_ページ:_
__________

社会通念や社会システムは、一般に、男性の視点に基づいて形成されていることが多く、女性は、様々な面でぜい弱な立場に置かれています。また、世界の貧困層の約7割は女性であるといわれています。開発途上国の持続的な開発を実現していくためには、男女の均等な開発への参加と受益を図る必要があります。
日本は、2003年8月に改定された政府開発援助(ODA)大綱の基本方針において、「男女共同参画の視点」を取り入れ、開発途上国の女性の地位向上に取り組むことを明確にしました。また、2005年2月に策定された政府開発援助に関する中期政策においては、開発に取り組むにあたって反映すべき理念として「ジェンダーの視点」が規定されました。
また、1995年に開発と女性(WID:Women in Development)イニシアティブを策定し、2005年にWIDイニシアティブを抜本的に見直し「ジェンダーと開発(GAD:Gender and Development)イニシアティブ」を新たに策定しています。

__________

_提供資料:_
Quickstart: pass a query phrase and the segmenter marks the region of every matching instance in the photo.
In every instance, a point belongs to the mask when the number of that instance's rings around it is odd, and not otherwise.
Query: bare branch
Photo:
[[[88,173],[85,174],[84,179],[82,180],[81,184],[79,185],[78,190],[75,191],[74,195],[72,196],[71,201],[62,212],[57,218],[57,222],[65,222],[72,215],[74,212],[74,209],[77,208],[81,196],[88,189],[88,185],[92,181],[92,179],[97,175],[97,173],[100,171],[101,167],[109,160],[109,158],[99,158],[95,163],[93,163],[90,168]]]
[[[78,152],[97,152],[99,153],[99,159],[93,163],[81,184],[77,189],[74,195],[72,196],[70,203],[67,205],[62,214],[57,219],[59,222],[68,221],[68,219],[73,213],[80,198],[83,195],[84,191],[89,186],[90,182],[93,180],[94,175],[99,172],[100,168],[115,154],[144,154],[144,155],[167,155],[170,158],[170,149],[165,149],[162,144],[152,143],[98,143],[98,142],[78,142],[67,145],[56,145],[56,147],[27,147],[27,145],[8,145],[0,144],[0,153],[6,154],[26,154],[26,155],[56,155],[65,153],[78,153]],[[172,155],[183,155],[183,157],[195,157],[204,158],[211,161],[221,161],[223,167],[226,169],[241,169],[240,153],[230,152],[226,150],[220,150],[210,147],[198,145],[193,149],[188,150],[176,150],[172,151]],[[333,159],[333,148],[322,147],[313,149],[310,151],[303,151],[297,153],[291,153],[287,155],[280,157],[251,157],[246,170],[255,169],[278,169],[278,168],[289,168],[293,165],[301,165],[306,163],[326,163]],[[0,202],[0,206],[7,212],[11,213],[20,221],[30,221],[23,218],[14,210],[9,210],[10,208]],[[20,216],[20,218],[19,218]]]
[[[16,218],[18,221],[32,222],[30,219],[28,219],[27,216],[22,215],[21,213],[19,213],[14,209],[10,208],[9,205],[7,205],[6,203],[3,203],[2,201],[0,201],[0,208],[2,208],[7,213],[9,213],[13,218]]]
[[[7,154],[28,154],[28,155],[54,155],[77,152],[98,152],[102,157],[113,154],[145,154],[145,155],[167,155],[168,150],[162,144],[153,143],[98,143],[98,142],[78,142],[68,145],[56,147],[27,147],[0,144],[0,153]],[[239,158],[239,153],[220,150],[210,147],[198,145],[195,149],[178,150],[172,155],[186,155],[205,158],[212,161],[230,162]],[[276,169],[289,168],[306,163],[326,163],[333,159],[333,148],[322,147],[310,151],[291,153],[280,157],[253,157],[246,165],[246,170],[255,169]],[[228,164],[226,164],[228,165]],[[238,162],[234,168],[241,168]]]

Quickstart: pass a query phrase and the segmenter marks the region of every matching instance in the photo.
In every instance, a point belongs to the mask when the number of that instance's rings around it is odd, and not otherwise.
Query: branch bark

__________

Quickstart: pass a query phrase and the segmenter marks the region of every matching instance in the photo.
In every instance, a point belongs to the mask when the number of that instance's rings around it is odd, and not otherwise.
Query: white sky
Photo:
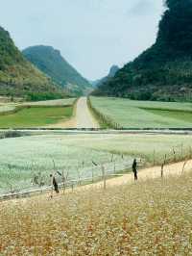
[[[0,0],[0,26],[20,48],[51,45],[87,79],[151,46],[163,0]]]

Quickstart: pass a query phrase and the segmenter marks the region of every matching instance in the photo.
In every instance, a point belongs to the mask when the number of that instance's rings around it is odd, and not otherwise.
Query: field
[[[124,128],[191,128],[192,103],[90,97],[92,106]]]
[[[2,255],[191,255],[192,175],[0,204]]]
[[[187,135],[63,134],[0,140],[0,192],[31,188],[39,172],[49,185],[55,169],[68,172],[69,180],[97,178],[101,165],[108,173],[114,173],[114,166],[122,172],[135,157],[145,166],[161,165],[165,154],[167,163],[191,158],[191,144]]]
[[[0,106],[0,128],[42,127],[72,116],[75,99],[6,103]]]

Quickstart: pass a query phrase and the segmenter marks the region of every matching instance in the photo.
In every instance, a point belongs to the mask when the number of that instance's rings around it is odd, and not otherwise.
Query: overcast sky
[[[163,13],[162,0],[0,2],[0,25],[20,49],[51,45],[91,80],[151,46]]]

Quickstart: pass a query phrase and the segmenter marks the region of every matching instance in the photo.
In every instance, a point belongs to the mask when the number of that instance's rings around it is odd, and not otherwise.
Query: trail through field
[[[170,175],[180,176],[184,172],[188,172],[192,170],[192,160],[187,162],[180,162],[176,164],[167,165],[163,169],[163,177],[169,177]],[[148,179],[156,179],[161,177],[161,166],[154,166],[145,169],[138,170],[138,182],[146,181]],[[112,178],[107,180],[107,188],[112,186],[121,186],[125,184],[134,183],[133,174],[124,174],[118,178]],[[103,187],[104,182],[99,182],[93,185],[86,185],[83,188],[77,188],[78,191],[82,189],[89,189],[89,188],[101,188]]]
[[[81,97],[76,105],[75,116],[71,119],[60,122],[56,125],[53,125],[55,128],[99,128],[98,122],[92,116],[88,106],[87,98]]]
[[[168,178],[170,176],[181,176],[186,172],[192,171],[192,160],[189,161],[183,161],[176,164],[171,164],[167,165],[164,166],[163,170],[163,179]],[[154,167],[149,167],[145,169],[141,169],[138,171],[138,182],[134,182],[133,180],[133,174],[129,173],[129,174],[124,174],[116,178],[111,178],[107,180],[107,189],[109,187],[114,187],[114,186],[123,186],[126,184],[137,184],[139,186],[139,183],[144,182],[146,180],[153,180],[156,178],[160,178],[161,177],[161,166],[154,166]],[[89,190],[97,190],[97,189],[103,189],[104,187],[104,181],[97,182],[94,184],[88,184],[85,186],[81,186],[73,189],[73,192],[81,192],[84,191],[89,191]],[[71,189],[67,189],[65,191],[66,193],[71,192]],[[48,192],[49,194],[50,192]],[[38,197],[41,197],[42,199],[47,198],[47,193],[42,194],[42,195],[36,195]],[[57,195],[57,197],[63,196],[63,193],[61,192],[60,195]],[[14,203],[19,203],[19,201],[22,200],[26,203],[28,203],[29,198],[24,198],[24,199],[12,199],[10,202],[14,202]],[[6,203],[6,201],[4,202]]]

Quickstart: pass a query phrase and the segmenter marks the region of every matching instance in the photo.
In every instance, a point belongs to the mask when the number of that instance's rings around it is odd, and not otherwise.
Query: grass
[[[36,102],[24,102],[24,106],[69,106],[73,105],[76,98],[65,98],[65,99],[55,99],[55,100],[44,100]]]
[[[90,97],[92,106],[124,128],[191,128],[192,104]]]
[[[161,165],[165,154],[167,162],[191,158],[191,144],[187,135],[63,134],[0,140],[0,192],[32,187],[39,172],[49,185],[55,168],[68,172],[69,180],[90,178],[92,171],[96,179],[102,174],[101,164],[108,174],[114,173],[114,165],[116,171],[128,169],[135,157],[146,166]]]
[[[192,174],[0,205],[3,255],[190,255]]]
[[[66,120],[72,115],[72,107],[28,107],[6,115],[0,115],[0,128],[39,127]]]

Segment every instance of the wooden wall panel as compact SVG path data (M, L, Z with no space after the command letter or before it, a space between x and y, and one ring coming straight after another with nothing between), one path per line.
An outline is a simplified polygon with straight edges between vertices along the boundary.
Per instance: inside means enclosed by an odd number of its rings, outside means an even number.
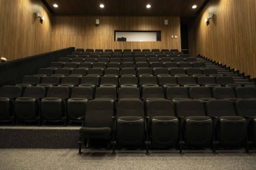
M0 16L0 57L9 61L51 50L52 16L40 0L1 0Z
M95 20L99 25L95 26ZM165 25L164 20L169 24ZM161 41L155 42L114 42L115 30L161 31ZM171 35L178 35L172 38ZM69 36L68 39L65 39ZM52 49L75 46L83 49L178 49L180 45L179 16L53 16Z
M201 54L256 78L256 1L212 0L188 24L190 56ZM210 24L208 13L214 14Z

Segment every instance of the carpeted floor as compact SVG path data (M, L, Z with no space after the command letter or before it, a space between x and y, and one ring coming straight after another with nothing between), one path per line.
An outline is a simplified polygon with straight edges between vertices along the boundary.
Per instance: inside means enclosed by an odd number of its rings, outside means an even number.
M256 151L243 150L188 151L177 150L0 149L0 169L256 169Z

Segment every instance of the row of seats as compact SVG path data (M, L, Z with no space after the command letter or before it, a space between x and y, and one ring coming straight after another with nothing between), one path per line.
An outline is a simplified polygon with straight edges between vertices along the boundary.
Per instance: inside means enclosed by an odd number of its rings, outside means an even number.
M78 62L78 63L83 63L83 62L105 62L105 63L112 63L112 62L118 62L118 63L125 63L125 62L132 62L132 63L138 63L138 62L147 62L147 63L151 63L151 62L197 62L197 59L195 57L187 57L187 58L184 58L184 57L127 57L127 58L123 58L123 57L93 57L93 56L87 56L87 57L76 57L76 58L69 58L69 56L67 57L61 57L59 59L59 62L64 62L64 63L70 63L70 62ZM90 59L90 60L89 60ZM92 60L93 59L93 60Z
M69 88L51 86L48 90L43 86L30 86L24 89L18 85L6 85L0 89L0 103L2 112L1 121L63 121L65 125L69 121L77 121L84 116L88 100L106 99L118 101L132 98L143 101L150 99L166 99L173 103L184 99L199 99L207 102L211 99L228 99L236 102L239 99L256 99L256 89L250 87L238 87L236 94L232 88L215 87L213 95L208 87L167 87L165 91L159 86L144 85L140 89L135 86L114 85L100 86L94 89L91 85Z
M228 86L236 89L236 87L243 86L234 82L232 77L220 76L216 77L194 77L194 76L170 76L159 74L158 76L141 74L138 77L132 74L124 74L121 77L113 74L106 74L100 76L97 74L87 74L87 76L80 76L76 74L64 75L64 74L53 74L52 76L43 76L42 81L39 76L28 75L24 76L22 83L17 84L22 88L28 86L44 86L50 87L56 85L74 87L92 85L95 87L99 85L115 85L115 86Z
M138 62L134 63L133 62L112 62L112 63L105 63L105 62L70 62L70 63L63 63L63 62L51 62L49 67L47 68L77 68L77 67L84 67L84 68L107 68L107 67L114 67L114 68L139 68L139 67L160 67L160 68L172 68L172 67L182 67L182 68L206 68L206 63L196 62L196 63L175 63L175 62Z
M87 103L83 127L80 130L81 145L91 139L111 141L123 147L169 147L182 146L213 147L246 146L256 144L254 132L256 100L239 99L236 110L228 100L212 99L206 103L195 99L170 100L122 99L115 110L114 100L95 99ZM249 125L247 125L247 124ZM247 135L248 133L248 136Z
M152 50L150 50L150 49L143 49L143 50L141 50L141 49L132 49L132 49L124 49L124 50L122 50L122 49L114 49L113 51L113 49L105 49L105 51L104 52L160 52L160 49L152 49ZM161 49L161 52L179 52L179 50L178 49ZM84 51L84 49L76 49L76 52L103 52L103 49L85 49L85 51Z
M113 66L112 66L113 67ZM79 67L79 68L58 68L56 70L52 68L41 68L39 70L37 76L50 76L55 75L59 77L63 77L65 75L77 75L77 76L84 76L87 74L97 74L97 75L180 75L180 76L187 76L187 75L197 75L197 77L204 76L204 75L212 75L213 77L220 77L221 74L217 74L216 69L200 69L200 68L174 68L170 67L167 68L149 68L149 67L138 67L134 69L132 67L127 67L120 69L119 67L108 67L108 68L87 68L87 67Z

__________

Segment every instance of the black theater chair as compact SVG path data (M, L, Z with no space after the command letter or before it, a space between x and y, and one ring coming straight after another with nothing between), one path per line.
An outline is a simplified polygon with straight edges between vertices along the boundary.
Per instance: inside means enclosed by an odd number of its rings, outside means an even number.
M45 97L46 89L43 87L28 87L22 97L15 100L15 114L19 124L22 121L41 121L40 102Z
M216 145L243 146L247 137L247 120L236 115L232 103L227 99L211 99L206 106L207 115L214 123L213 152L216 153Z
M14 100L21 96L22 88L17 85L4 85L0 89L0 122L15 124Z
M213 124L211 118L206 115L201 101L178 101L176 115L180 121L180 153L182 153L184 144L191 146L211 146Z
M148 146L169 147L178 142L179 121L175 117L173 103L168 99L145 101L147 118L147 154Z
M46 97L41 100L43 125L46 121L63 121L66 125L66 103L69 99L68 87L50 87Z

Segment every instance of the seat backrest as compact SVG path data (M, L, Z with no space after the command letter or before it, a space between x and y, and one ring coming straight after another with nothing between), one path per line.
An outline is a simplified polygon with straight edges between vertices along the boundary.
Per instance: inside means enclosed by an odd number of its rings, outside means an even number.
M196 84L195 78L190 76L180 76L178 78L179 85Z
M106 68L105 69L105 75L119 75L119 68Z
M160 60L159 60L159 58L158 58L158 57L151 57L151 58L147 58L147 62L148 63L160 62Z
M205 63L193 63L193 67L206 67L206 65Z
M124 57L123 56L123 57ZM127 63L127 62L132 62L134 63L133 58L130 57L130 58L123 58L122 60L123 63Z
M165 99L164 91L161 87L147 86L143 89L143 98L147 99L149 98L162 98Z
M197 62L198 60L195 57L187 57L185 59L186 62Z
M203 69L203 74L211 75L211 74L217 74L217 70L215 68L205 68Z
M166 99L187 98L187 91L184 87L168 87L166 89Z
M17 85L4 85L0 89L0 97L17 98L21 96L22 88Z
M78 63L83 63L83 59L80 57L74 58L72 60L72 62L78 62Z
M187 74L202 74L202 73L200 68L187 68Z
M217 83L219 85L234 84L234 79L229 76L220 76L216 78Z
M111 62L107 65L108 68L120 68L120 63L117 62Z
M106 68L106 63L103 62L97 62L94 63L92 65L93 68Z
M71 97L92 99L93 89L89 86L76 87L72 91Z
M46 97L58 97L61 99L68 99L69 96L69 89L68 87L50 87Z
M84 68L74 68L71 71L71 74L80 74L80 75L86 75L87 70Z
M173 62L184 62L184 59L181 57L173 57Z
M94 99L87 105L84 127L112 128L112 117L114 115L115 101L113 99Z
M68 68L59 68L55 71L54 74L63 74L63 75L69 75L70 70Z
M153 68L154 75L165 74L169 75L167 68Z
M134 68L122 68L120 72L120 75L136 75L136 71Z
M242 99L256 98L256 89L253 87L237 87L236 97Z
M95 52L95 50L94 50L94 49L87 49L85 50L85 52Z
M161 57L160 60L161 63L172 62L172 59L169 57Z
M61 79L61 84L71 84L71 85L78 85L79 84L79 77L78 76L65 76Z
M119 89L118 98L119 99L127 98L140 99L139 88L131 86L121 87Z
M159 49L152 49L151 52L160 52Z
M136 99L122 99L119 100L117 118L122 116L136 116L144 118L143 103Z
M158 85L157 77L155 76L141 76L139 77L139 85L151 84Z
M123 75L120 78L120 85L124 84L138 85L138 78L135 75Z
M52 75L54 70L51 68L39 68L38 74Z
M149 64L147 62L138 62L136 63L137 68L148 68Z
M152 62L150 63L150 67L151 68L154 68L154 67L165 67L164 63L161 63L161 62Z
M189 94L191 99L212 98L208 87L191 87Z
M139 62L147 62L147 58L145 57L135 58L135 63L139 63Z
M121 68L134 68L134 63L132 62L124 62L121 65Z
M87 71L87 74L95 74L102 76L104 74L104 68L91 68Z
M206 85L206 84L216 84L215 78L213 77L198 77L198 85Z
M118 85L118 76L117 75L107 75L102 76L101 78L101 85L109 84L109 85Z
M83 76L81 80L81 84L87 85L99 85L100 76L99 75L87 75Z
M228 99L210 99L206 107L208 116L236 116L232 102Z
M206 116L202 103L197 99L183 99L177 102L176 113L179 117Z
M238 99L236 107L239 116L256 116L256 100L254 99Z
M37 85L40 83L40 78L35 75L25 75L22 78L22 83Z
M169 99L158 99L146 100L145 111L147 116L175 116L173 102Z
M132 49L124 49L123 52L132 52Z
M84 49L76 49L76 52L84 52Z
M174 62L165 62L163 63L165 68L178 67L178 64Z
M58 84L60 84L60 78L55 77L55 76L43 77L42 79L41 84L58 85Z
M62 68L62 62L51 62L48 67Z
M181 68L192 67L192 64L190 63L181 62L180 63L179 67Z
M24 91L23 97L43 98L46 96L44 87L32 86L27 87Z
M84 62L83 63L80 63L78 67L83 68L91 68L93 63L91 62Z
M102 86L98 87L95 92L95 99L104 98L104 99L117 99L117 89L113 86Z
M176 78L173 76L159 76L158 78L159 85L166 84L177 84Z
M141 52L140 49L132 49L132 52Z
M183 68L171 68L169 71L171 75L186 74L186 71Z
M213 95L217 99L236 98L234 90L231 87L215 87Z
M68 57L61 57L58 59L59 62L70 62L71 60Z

__________

_作業指示:_
A. 開発とジェンダーの文章のうち、「日本は、2003年8月に改定」から「ーの視点」が規定されました。」まで（両端を含む）を一字も変えずに書き写してください。
B. 開発とジェンダーの文章の最後の文に続けて、その先を書き進めてください。

_課題ごとの結果:_
A.
日本は、2003年8月に改定された政府開発援助(ODA)大綱の基本方針において、「男女共同参画の視点」を取り入れ、開発途上国の女性の地位向上に取り組むことを明確にしました。また、2005年2月に策定された政府開発援助に関する中期政策においては、開発に取り組むにあたって反映すべき理念として「ジェンダーの視点」が規定されました。

B.
従来のWIDイニシアティブは、女性の教育、健康、経済・社会活動への参加という3つの重点分野に焦点を当てていたことに対し、GADイニシアティブは、これに加え、男女間の不平等な関係や、女性の置かれた不利な経済社会状況、固定的な男女間の性別役割・分業の改善などを含む、あらゆる分野においてジェンダーの視点を反映することを重視して策定されています。また、開発におけるジェンダー主流化(注103)を推進するため、政策立案、計画、実施、評価のすべての段階にジェンダーの視点を取り入れるための方策を示しています。さらに、政府開発援助大綱の重点課題である貧困削減、持続的成長、地球的規模問題への取組、平和の構築、それぞれについてのジェンダーとの関連、そして、これらに対する日本の取組の在り方を具体的に例示しています。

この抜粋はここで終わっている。